EXTRACT
- - - -

How to prepare materials for a chatbot using LLM?
The following outline was prepared in June 2024 and applies to the currently used language models. Due to their rapid development, this list may be subject to updates.
Define your goals
Start by clearly defining your problem and understanding the expected outcomes you want to achieve from your AI chatbot and the users of the solution.
Gather key data
Collect the necessary terms, rules, and parameters required for the effective operation of your AI chatbot, such as product feeds, survey data, instructions, manuals, or specific industry terminology.
Shape your materials
The best formats are: .docx, .doc. PDFs can be problematic because they may contain text embedded in various formats, such as images or vector graphics (complex layouts and layers, multiple columns, irregular formatting, or image-rich content that make it difficult for LLM to understand the context of the information) – the simpler the format to read, the better the results you will achieve.
Direct integrations with BigQuery (coming soon), CRM systems (coming soon), and knowledge bases allow for automatic updates (make sure the data there is well-organized). Remember, LLM does not incorporate content from additional attachments into its knowledge, only the content that is directly in the database. Attachments can be passed in the form of links, for example.
Product databases, available in formats such as XML or CSV, allow for automatic updates of product lists in the database.
Organize your content
Eliminate duplicates and content that may confuse the bot’s responses. Correct errors, fill in missing data, and ensure that the content across different materials does not contradict each other and is concise and to the point.
If there is a context for a particular response – e.g., the method for resetting a password differs depending on whether the user remembers their email address or not – add it to the response.
If your materials include tables, ensure that their description is understandable for a human, as failure to do so will complicate their proper implementation and checking the correctness of the interpretation.
The simpler the language, the more specifics (without room for bot interpretation), the better. The higher the quality of the input we provide to the chatbot, the better results it will deliver.
Organize for efficiency
- Thematic categorization (e.g., account management, credit applications)
- Categorization based on intent (e.g., problem-solving)
- Chronological order (organized according to time sensitivity)
- Contextual order (organized by the flow of the conversation).

- - - -

EXCERPTED RECORDS
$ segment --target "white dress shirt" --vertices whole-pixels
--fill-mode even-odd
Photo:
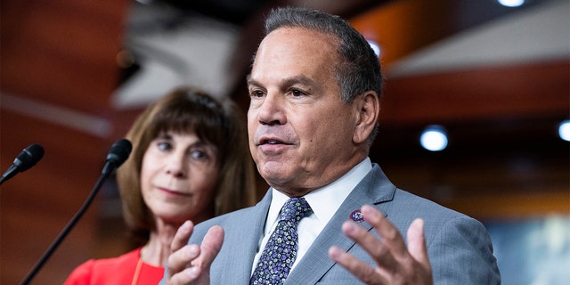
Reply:
[[[372,163],[370,158],[366,158],[366,159],[361,161],[337,181],[303,196],[309,203],[309,206],[311,206],[313,214],[305,216],[299,222],[297,228],[299,237],[298,249],[291,270],[293,270],[299,260],[303,258],[309,249],[309,247],[313,244],[313,241],[314,241],[327,223],[329,223],[345,199],[346,199],[353,189],[356,187],[356,184],[358,184],[371,169]],[[257,265],[259,256],[265,248],[267,240],[269,240],[269,237],[277,226],[279,213],[285,202],[289,199],[289,196],[273,187],[270,191],[273,191],[273,200],[269,207],[267,219],[265,220],[264,237],[259,240],[258,251],[257,254],[256,254],[251,268],[252,274]]]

- - - -

WHAT YOU WILL DO
According to the chatbot guide, which file formats are best for materials?

YOUR SOLUTION
The .docx and .doc formats.